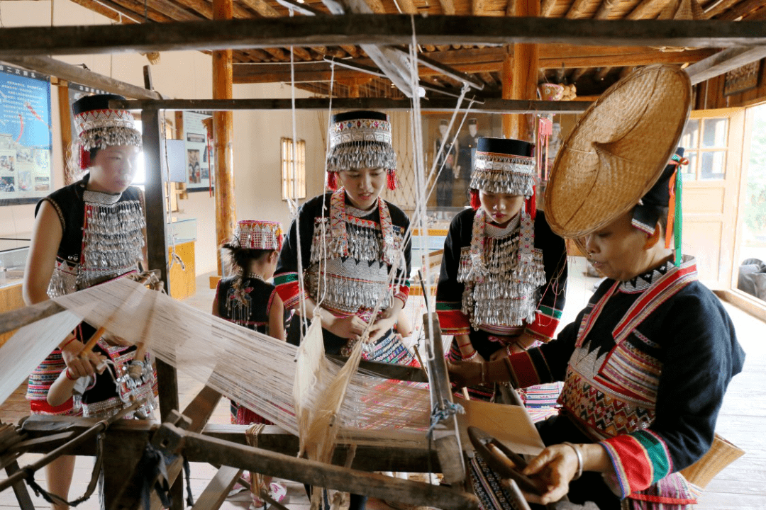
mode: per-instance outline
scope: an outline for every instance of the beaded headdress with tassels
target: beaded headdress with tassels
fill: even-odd
[[[512,138],[480,138],[471,172],[471,205],[479,209],[479,191],[523,195],[525,210],[535,217],[537,177],[535,145]]]
[[[327,153],[327,185],[338,189],[338,172],[383,168],[389,190],[396,189],[396,152],[391,145],[391,123],[381,112],[357,110],[332,117]]]
[[[93,149],[113,145],[141,147],[141,133],[136,129],[133,114],[109,107],[110,101],[124,99],[116,94],[97,94],[86,96],[72,104],[80,145],[80,167],[83,170],[90,166]]]
[[[676,154],[668,161],[660,178],[652,188],[641,197],[640,201],[633,209],[631,225],[647,234],[654,233],[660,209],[668,209],[667,224],[665,232],[665,248],[670,248],[670,239],[674,238],[673,248],[676,251],[676,265],[681,264],[681,184],[683,180],[679,167],[688,164],[689,160],[683,157],[683,148],[676,149]]]
[[[242,219],[237,223],[235,241],[243,249],[282,249],[282,226],[279,222]]]

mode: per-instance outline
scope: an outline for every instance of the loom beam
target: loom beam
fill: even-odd
[[[163,424],[157,434],[169,453],[180,453],[214,465],[234,464],[237,468],[315,486],[388,501],[435,506],[443,510],[478,508],[476,496],[452,488],[349,469],[234,444],[188,432],[169,424]]]
[[[423,328],[429,351],[427,364],[430,375],[431,409],[434,412],[446,412],[453,404],[452,385],[447,373],[441,328],[435,313],[423,314]],[[433,426],[432,430],[444,479],[449,483],[463,483],[466,472],[457,418],[454,414],[447,414],[447,417]]]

================

Task goal:
Please print all of the material above verbatim, character for character, leaving out the pictures.

Expected answer:
mode: per-instance outline
scope: an outline for every instance of the beaded headdress with tassels
target: beaded headdress with tassels
fill: even-odd
[[[512,138],[480,138],[471,172],[471,205],[479,209],[479,191],[523,195],[525,210],[535,217],[537,177],[535,145]]]
[[[327,153],[327,185],[338,189],[338,172],[383,168],[389,190],[396,189],[396,152],[391,145],[391,123],[381,112],[357,110],[332,117]]]
[[[93,149],[113,145],[141,147],[141,133],[136,129],[133,114],[109,107],[110,101],[124,99],[116,94],[97,94],[86,96],[72,104],[80,145],[80,167],[83,170],[90,166]]]
[[[676,154],[668,161],[660,178],[652,188],[641,197],[640,201],[633,209],[631,225],[647,234],[654,233],[660,209],[668,209],[667,224],[665,232],[665,248],[670,248],[670,239],[674,238],[673,248],[676,251],[676,265],[681,264],[681,184],[683,180],[679,167],[688,164],[689,160],[683,157],[683,148],[676,149]]]
[[[242,219],[237,223],[235,241],[243,249],[282,249],[282,226],[279,222]]]

mode: per-instance outline
scope: an outline for every instance of the loom beam
target: loom beam
fill: even-odd
[[[163,424],[157,434],[169,453],[180,453],[214,465],[234,464],[237,468],[315,486],[388,501],[435,506],[443,510],[478,508],[476,496],[452,488],[349,469],[234,444],[188,432],[169,424]]]
[[[423,328],[429,351],[427,364],[430,375],[431,409],[434,412],[446,412],[453,404],[452,385],[447,373],[441,328],[435,313],[423,314]],[[433,426],[432,430],[444,479],[449,483],[463,483],[466,472],[457,418],[454,414],[447,414],[447,417]]]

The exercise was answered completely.